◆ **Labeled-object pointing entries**
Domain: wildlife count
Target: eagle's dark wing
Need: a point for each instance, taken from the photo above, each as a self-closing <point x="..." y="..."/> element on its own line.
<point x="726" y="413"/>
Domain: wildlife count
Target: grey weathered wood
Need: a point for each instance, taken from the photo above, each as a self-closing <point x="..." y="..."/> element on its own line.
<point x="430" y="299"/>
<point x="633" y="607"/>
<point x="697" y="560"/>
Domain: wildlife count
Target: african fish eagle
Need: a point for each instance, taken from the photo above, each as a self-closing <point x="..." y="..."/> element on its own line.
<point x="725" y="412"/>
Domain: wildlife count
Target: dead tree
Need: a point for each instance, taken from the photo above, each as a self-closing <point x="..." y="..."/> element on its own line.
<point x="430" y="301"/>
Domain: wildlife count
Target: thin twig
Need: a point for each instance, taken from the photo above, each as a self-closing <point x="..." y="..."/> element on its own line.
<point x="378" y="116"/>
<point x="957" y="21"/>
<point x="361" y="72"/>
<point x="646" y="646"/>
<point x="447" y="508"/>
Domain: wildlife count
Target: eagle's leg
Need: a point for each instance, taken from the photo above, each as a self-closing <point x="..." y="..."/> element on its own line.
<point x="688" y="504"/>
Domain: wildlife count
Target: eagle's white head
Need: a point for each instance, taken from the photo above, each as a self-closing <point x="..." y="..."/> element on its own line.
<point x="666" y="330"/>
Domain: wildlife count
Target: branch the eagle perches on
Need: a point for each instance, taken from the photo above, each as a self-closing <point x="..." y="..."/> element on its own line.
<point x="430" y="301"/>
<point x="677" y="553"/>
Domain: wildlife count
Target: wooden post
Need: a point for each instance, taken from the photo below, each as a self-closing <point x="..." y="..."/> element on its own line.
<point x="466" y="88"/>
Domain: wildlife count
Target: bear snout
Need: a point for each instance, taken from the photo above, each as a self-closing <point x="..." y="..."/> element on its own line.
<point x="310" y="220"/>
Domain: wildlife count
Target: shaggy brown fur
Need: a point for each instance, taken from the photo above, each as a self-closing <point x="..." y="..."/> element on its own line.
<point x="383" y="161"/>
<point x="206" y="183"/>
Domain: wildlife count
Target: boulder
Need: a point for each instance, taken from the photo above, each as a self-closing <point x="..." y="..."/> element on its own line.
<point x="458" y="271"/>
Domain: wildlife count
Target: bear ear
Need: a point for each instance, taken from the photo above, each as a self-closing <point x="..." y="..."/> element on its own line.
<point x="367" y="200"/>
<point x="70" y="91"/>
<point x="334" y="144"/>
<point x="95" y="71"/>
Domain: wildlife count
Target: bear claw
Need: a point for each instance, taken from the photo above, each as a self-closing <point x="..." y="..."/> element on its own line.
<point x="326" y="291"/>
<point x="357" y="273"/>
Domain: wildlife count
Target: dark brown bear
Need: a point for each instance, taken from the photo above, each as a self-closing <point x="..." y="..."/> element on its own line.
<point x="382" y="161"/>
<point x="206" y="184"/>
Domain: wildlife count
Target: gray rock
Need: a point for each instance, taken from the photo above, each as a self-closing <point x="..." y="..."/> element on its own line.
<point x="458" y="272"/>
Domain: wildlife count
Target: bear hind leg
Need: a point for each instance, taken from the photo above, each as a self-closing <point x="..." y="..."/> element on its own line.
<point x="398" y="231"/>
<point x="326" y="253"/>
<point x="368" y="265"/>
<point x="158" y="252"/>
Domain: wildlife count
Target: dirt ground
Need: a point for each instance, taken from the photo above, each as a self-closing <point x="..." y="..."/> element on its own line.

◆ **Exercise task**
Each entry is to be returned in full, character for character.

◆ **Right answer**
Domain: wildlife count
Target: eagle's dark wing
Need: a point for each instance, taken from the photo above, each as a self-closing <point x="..." y="..."/> element on its own line.
<point x="726" y="413"/>
Domain: wildlife count
Target: grey weathered wood
Need: a point for each instance, taken from the photo above, each as a self-closing <point x="..." y="..."/> element on its own line.
<point x="430" y="299"/>
<point x="633" y="607"/>
<point x="697" y="560"/>
Domain: wildlife count
Target: african fish eagle
Need: a point for each instance, taken from the photo above, each as a self-closing <point x="..." y="..."/> element on its own line.
<point x="725" y="412"/>
Domain: wildlife count
Target: dead tree
Need: a point for each instance, taken from the photo above, each as a self-closing <point x="..." y="..."/> element on its own line.
<point x="430" y="301"/>
Domain: wildlife count
Target: thin twig
Need: a point for each instance, taken from the photo above, each as a self-closing <point x="..." y="..."/> element on its own line.
<point x="378" y="116"/>
<point x="957" y="21"/>
<point x="361" y="72"/>
<point x="646" y="646"/>
<point x="447" y="508"/>
Domain: wildlife count
Target: eagle's leg
Need: a point for each instance, taken from the photo above, each as a self-closing <point x="..." y="..."/> element on its own line.
<point x="688" y="504"/>
Domain: wildlife count
Target: eagle's white head
Need: a point for each instance, taken from the photo above, each as a self-closing <point x="..." y="..."/> element on its own line.
<point x="666" y="330"/>
Domain: wildlife count
Target: branch the eagle perches on
Need: a point for each instance, taken from the photo above, each as a self-closing <point x="..." y="..."/> element on its own line.
<point x="430" y="301"/>
<point x="677" y="553"/>
Domain: wildlife count
Target: wooden post
Need: a point for each instance, taken from the photo below, each as a self-closing <point x="..." y="..."/> element on its own line.
<point x="466" y="88"/>
Domain: wildlife count
Target: bear snout
Need: a point for each instance, taken from the photo above, each as a self-closing <point x="..." y="..."/> element on its own line.
<point x="310" y="220"/>
Domain: wildlife count
Target: shaggy brown fur
Need: a point for each instance, taken from the photo above, each as a self-closing <point x="..." y="..."/> element on its own line.
<point x="383" y="161"/>
<point x="206" y="183"/>
Domain: wildlife count
Target: boulder
Need: a point for each instance, taken from the photo above, each as a self-closing <point x="..." y="..."/> element on its own line.
<point x="458" y="271"/>
Domain: wildlife count
Target: bear ear
Need: a point for each instance, taken from the photo above, each as a self-closing <point x="..." y="..."/> element on its own line.
<point x="367" y="200"/>
<point x="70" y="91"/>
<point x="334" y="144"/>
<point x="95" y="71"/>
Domain: wildlife count
Target: bear claw
Need: a point for each instance, taken from the photo above, each as a self-closing <point x="..." y="..."/> element on its own line.
<point x="326" y="291"/>
<point x="357" y="273"/>
Domain: wildlife count
Target: dark brown bear
Need: a point for each instance, taken from the photo above, each as a self-closing <point x="..." y="..."/> element on its own line.
<point x="382" y="161"/>
<point x="206" y="184"/>
Domain: wildlife count
Target: gray rock
Need: a point for each instance, taken from the photo above, each as a self-closing <point x="..." y="..."/> element on its own line.
<point x="458" y="272"/>
Domain: wildlife count
Target: bear hind leg
Need: a point for each instance, taken from the photo above, each as a self-closing <point x="..." y="..."/> element on its own line.
<point x="398" y="231"/>
<point x="326" y="253"/>
<point x="368" y="265"/>
<point x="158" y="252"/>
Domain: wildlife count
Target: dirt ground
Need: a point for each instance, taken from the photo above, each as a self-closing <point x="..." y="..."/> element on its own line.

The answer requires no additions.